▸ **Exercise set**
1. According to the text on e-cigarettes in Hong Kong, how many Hong Kong citizens were using e-cigarettes or heat-not-burn products in 2017?
2. Translate this sentence from the text on e-cigarettes in Hong Kong into Spanish: "Next month, the Legislative Council of Hong Kong will be discussing a regulatory framework for electronic cigarettes and Heat not Burn (HnB) devices."
3. Carry on the text on e-cigarette regulation in Hong Kong, picking up after its final sentence.

▸ **Study text**
━━━━━━━━━━

According to an article on The Standard, the survey was carried out by the Census and Statistics Department, and shows that 5700 Hong Kong citizens were using e-cigarettes or heat-not-burn products in 2017. In fact, last June, legislator of the Federation of Trade Unions Kwok Wai-keung, had announced that as a result of this increase in popularity of e-cigarettes, the current administration will be proposing a ban on the products.
Discussions about a regulatory framework for e-cigs
“I hope that the government can present more justifications before presenting its proposal of a total ban in front of the LegCo,” said legislator Kwok Wai-keung, in a statement that brought hope to vapers in Hong Kong, adding, “In the meantime there should be amendments to the Smoking (Public Health) Ordinance to keep e-cigarettes away from the minors.”
Next month, the Legislative Council of Hong Kong will be discussing a regulatory framework for electronic cigarettes and Heat not Burn (HnB) devices. Infact the results of these discussions will even determine whether PMI’s IQOS is launched in the SAR or not.

━━━━━━━━━━

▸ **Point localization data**
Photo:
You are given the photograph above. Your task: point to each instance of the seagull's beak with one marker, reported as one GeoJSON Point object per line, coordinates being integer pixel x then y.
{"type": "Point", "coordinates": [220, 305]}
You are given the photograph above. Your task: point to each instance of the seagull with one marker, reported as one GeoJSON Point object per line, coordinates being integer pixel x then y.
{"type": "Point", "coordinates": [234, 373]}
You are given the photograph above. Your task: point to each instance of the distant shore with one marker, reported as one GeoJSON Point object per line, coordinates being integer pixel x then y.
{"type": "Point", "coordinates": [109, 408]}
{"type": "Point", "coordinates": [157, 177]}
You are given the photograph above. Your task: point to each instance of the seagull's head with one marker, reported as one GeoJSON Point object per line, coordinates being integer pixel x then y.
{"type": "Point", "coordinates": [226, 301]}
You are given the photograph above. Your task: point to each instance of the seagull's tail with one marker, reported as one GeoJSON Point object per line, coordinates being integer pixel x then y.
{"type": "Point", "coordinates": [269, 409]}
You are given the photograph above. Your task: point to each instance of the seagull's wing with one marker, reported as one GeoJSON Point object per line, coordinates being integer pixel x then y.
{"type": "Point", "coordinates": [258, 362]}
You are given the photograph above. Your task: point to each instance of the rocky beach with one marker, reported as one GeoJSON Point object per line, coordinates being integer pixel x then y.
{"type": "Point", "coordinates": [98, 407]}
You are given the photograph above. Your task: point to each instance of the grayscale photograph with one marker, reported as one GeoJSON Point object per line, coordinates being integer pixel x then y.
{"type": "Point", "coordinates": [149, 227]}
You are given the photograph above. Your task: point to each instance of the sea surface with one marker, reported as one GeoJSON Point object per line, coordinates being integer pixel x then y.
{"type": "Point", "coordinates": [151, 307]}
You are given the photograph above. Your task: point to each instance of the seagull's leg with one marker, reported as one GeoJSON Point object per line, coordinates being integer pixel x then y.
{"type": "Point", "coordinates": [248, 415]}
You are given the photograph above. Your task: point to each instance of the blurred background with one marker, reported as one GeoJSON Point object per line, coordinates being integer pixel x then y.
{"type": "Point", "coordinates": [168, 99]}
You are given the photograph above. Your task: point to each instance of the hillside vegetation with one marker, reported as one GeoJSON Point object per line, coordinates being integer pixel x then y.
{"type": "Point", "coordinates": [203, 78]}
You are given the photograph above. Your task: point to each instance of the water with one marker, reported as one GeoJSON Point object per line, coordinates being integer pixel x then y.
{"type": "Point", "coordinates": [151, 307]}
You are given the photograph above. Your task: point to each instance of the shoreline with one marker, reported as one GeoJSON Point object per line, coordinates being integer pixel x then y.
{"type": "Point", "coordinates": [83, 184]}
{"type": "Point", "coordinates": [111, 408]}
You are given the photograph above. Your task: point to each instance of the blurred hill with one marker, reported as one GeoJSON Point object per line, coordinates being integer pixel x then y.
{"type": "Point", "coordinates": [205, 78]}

━━━━━━━━━━

▸ **Results of the tasks**
1. 5700

2. El próximo mes, el Consejo Legislativo de Hong Kong debatirá un marco regulatorio para los cigarrillos electrónicos y los dispositivos de tabaco calentado sin combustión (HnB).

3.
E-cig regulations should be relative to risk
Last October, Director in regulatory and medical affairs of Nicoventures in the Asia-Pacific region, Dr. Stephen Jenkins, told Hong Kong politicians that since e-cigarettes contain no tar and there is no combustion involved in the vaping process, they are significantly safer than their tobacco containing counterparts. He presented the lawmakers with the renowned study released by Public Health England and Royal College Of Physicians in 2016, to support his claims.
Dr. Jenkins stated, “Our view is electronic cigarettes, as they are in Europe, should have dedicated regulation to ensure that they are available to smokers and not sold to under 18s, with quality standards in place to ensure that the devices and liquids are reliable,” adding “The data and the experience globally is clearly in one direction: that they should be available and they should be regulated. […] I am very happy to have an open discussion with the [Hong Kong] government and be challenged on the evidence.”